■ PROBLEM: Go through the material and copy each line in which the word "stone" shows up.

- - - -

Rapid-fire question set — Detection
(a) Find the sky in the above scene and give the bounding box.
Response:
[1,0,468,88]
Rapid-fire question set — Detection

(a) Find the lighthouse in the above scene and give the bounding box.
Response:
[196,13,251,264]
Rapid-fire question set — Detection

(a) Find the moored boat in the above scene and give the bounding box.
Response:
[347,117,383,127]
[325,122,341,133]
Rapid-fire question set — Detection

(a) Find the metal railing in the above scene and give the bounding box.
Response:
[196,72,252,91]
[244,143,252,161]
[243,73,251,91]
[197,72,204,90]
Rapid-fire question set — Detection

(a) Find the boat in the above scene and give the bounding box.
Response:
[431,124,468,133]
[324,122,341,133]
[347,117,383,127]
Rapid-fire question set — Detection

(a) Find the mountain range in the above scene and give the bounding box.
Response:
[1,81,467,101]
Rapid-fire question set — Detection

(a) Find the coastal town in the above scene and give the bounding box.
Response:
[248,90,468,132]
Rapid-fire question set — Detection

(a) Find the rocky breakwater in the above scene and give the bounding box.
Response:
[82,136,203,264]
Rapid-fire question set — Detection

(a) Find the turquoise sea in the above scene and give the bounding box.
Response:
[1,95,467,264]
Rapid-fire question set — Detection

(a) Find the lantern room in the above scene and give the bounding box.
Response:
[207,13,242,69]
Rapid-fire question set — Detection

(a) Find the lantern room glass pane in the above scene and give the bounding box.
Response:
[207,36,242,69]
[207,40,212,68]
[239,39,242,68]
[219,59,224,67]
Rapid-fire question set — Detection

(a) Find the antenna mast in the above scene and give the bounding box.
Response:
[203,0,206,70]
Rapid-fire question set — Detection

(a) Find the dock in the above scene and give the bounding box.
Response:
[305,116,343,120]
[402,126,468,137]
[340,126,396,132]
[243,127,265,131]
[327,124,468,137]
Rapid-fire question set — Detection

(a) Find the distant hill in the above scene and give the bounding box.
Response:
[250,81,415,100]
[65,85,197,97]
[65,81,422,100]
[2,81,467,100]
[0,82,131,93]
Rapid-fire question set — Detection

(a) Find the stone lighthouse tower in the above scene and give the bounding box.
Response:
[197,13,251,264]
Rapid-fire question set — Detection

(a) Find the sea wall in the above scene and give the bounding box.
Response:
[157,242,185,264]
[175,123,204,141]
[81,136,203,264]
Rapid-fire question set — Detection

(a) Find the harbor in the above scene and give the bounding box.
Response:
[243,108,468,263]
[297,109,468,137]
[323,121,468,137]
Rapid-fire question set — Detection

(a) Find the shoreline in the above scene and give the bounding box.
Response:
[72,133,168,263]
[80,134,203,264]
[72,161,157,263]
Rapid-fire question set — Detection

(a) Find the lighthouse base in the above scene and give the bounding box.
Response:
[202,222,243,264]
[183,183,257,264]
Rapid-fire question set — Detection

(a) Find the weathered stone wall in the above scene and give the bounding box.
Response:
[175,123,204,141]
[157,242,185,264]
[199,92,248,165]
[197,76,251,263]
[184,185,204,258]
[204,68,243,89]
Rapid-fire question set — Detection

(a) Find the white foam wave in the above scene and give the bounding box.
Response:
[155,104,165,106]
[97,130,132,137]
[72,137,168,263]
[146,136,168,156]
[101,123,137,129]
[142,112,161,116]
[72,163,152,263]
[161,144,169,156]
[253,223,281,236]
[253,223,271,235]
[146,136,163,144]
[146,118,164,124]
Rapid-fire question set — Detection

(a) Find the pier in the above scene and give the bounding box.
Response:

- - - -

■ OUTPUT FOR THIS EXERCISE:
(a) Find the stone lighthouse tower in the above scene and give the bounding box.
(a) Find the weathered stone wall in the above scene and give the bounding box.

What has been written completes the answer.